All of the data below is to be copied again without changes.

Dataset entries:
◆ ◆ ◆ ◆
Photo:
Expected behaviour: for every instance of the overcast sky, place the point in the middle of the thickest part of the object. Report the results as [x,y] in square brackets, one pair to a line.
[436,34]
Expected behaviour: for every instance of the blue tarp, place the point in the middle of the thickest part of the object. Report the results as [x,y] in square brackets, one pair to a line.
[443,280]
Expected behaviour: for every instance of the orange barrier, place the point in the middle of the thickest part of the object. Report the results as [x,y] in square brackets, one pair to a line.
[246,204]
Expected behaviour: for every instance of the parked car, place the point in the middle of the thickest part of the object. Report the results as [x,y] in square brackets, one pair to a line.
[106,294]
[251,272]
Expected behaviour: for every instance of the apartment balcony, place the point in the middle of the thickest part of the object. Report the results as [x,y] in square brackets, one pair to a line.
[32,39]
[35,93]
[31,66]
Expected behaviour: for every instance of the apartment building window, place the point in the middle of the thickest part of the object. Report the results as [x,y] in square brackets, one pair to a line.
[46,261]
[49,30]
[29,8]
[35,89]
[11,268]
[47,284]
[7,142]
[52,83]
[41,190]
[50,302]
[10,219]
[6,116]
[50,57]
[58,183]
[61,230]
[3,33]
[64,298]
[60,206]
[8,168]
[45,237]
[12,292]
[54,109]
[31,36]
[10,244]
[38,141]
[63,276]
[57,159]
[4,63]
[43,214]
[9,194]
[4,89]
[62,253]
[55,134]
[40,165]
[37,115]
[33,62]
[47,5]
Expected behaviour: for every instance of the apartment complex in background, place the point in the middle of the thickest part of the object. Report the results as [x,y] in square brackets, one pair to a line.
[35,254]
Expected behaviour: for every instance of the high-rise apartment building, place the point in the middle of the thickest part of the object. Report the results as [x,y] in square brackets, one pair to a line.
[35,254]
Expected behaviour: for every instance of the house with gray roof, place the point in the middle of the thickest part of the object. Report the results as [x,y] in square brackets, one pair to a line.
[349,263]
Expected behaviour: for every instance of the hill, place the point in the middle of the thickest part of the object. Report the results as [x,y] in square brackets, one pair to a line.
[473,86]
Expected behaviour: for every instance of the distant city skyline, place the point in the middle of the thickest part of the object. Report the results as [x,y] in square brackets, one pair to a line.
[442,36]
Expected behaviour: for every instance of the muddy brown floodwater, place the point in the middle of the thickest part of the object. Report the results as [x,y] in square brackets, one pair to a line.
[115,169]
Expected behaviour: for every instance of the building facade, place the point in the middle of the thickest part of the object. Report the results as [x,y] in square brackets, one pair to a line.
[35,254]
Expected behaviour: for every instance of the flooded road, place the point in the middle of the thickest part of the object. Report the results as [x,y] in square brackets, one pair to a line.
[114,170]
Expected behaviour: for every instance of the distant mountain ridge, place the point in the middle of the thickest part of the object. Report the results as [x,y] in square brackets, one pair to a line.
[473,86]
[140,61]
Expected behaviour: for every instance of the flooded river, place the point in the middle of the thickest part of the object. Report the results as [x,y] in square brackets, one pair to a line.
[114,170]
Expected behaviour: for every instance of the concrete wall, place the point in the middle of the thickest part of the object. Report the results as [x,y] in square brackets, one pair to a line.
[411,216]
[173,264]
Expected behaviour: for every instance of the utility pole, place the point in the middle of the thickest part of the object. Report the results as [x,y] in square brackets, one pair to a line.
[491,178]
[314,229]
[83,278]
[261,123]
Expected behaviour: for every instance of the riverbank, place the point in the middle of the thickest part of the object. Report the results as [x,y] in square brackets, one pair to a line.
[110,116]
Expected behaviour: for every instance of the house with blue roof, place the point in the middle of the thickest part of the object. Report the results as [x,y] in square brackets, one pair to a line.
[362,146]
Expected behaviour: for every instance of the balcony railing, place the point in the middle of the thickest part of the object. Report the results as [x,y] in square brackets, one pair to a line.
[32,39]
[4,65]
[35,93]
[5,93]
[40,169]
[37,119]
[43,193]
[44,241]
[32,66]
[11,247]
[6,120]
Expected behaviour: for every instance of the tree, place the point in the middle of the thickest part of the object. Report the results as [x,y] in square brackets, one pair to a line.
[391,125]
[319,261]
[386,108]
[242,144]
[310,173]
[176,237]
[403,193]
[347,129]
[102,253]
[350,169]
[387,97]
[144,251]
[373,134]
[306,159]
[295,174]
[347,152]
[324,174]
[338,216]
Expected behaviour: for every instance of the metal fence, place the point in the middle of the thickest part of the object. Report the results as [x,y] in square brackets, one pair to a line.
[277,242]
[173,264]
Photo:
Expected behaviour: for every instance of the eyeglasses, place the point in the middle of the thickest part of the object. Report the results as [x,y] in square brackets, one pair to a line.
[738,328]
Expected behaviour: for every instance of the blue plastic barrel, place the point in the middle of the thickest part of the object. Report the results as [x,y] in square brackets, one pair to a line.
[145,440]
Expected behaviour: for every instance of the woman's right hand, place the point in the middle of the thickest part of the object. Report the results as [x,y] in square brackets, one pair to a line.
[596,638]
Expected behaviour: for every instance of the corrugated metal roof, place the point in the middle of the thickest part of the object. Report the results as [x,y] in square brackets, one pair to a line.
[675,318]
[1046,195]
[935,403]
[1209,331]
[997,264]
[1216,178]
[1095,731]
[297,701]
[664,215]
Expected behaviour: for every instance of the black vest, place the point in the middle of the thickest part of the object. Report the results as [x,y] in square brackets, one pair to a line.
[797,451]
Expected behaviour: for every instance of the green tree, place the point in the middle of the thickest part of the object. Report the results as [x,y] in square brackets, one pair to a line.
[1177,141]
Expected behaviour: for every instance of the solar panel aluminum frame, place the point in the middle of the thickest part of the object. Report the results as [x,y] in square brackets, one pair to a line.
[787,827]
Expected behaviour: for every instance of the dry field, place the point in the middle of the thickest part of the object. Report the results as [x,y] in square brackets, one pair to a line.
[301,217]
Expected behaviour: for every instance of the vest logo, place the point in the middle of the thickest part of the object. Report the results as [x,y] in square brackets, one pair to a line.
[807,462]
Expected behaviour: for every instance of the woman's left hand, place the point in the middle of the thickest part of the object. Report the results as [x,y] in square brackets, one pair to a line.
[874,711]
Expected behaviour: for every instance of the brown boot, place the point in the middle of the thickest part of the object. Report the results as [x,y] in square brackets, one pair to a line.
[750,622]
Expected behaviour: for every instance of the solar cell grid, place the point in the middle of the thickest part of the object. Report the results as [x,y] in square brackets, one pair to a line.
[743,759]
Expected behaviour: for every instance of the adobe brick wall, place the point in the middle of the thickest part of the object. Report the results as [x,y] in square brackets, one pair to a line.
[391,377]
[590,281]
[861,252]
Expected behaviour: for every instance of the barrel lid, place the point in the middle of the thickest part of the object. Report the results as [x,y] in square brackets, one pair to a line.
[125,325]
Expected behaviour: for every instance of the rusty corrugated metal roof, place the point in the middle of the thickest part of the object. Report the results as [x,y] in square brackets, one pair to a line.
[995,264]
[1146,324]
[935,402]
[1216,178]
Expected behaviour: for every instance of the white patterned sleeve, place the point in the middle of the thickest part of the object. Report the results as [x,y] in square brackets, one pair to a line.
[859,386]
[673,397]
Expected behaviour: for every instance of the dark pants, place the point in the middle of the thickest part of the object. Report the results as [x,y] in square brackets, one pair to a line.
◆ ◆ ◆ ◆
Result below
Photo:
Expected behaviour: for every instance of the overcast sky, place the point in the middle of the thickest part of the object. Report the results as [x,y] in square brackets, one pair to a line.
[436,34]
Expected behaviour: for every instance of the blue tarp, place the point in the middle of the thickest part of the object. Report the results as [x,y] in square brackets, one pair to a line.
[443,280]
Expected behaviour: for every instance of the orange barrier, place the point in the middle of the thickest part of the object. Report the results as [x,y] in square brackets, one pair to a line.
[246,204]
Expected behaviour: for every instance of the parked car, place the point in the middle of the thickest part of the object. Report the results as [x,y] in square brackets, one pair to a line.
[106,294]
[251,272]
Expected behaviour: for every instance of the apartment balcony, place the point in the middle of the thickest part of the object. Report the results as [x,y] in square brackets, one pair to a line.
[32,39]
[35,93]
[31,66]
Expected behaviour: for every instance of the apartment building window, place the point in the middle of the thickest part of the object. Report the results as [x,y] in square brackets, one pair to a line.
[46,261]
[49,30]
[29,8]
[35,89]
[11,268]
[47,284]
[7,142]
[52,83]
[41,190]
[50,302]
[10,219]
[6,116]
[50,57]
[58,183]
[61,230]
[3,33]
[64,298]
[60,206]
[8,168]
[45,237]
[12,292]
[54,109]
[31,36]
[10,244]
[38,141]
[63,276]
[57,159]
[4,63]
[43,214]
[9,194]
[4,89]
[62,253]
[55,134]
[40,165]
[37,115]
[33,62]
[47,5]
Expected behaviour: for every instance of the apartment complex in background, place the point in the middle of the thickest part of the object. Report the results as [x,y] in square brackets, one pair to a line.
[35,254]
Expected behaviour: for every instance of the high-rise apartment building, place the point in the middle of the thickest part of the object. Report the results as [x,y] in square brackets, one pair to a line.
[35,254]
Expected behaviour: for every instance of the house with gray roof, place the point in the middle of the thickest part of the object. Report the results as [x,y] in square brackets, one pair to a line.
[349,263]
Expected behaviour: for every instance of the hill, place the point in the middle of the thickest part of the object. Report the results as [x,y] in square brackets, one pair to a line.
[473,86]
Expected behaviour: for every instance of the distant city skyline, place the point in the middle of the thickest part of the object. Report the results as [x,y] in square brackets, one pair to a line.
[442,36]
Expected behaviour: for every instance of the muddy brown floodwater, place the point in the middle of the thickest part of the object. Report the results as [x,y] in square brackets, one pair to a line.
[115,169]
Expected behaviour: for every instance of the building facade, place the point in the middle of the thickest part of the object. Report the results as [x,y] in square brackets, one pair to a line.
[35,254]
Expected behaviour: for every instance of the flooded road, place the point in the middle of the thickest part of the object. Report the results as [x,y] in square brackets, one pair to a line.
[114,170]
Expected behaviour: for every instance of the distant mountain ridge, place the point in the middle of the thickest part of the object. Report the results as [x,y] in square brackets, one pair to a line.
[473,86]
[140,61]
Expected behaviour: for every instance of the flooded river, place the point in the middle of the thickest part of the object. Report the results as [x,y] in square brackets, one pair to a line.
[114,170]
Expected behaviour: for every instance of the concrete wall, place the point in the middle of the thickest part of the object. Report the results as [x,y] in square brackets, one pair to a line.
[411,216]
[173,264]
Expected behaviour: for every instance of the utility pole, place the point in the middle of the thickest part of the object. Report the results as [x,y] in square brackets, one pair to a line.
[491,178]
[314,229]
[83,278]
[261,123]
Expected behaviour: for every instance of the riverbank, place the point in the middle of the thickest part of the object. Report the results as [x,y] in square brackets, one pair to a line.
[110,116]
Expected behaviour: for every instance of the house with blue roof, place the point in the middle of the thickest part of the object. Report the results as [x,y] in square brackets, one pair to a line.
[362,146]
Expected behaviour: for every instance of the balcony railing, place the point in the middle of the thickest part of the object. Report the results as [x,y] in square brackets, one pair to a line.
[32,39]
[4,65]
[35,93]
[5,93]
[40,169]
[37,119]
[43,193]
[44,241]
[32,66]
[11,247]
[6,120]
Expected behaviour: for every instance of the tree, place the point in the middle of the thickest part of the object. Report the results as [x,y] in square brackets, one pair to a line.
[391,125]
[319,261]
[386,108]
[242,144]
[310,173]
[176,237]
[403,193]
[347,129]
[102,253]
[350,169]
[387,97]
[144,251]
[373,134]
[306,159]
[295,174]
[347,152]
[324,174]
[338,216]
Expected behaviour: for every instance of the metal fence, place the point in the middle of the thickest part of the object. Report the results as [x,y] in square brackets, one pair to a line.
[277,242]
[173,264]
Photo:
Expected behaviour: for every instance of the eyeglasses, place the point in the middle of the thickest part of the object. Report the results as [x,y] in square brackets, one pair to a line.
[738,328]
Expected behaviour: for every instance of the blue plastic barrel, place the point in the middle of the thickest part of the object. Report the results as [x,y] in square brackets, one pair to a line.
[145,440]
Expected behaviour: for every instance of the woman's right hand, place the point in the middle of the thickest part of the object. Report the results as [x,y] in square brackets, one pair to a line.
[596,638]
Expected behaviour: for every instance of the corrugated metal roof, place the point in the middle of the thickest part of the object. Report the results as [x,y] in square brackets, one pair to a line.
[675,318]
[1046,195]
[935,403]
[1209,331]
[997,264]
[1216,178]
[1095,731]
[297,701]
[664,215]
Expected behaviour: for every instance of the black vest, place the point in the middle of the thickest part of the object. Report the results as [x,y] in square brackets, one pair to a line.
[797,451]
Expected behaviour: for every instance of the green tree, place the point in the middle of the thickest part of the object. Report the results as [x,y] in square brackets, one pair to a line.
[1177,141]
Expected behaviour: for every instance of the solar panel aluminum frame, place the point in the middle of the thickest part of the object. Report the results as [x,y] in square brackets, one pair to a line.
[787,827]
Expected behaviour: for every instance of the dry field, place the point in the middle of the thickest part of the object. Report the results as [x,y] in square brackets, one pair to a line.
[301,217]
Expected behaviour: for every instance of the vest logo, place the point in the middle of the thickest part of the object. Report the results as [x,y] in square brackets, one pair to a line.
[807,462]
Expected behaviour: for every instance of the woman's left hand, place the point in the middle of the thickest part of the object. Report the results as [x,y] in square brackets, one pair to a line.
[874,711]
Expected behaviour: for every instance of the brown boot, place the point in the middle of the thickest part of the object. Report the results as [x,y] in square brackets, one pair to a line.
[750,622]
Expected behaviour: for every instance of the solar cell grid, place the point in the middle of the thickest part of the object. Report the results as [x,y] in square brackets, one pair to a line.
[743,759]
Expected behaviour: for every instance of the adobe brick wall, place the point in the middle of the thickest part of the object. Report the results as [x,y] in square brackets, one pair to a line.
[391,377]
[590,281]
[861,252]
Expected behaviour: for every instance of the barrel lid, place the point in the middle of the thickest part of the object. Report the results as [x,y] in square brackets, one pair to a line.
[125,325]
Expected behaviour: for every instance of the rusty corrugated metal roof, place the point in the middle of the thickest part of the object. Report the results as [x,y] in square brackets, one pair to a line.
[995,264]
[1146,324]
[935,402]
[1216,178]
Expected behaviour: for every instance of the white patterned sleeve, place the point in the middle of the thickest part of the object. Report the results as [x,y] in square brackets, one pair to a line.
[859,386]
[673,397]
Expected behaviour: for every instance of the dark pants, place the point in the middle of the thickest part of the object. Report the results as [x,y] in square brackets, one pair to a line.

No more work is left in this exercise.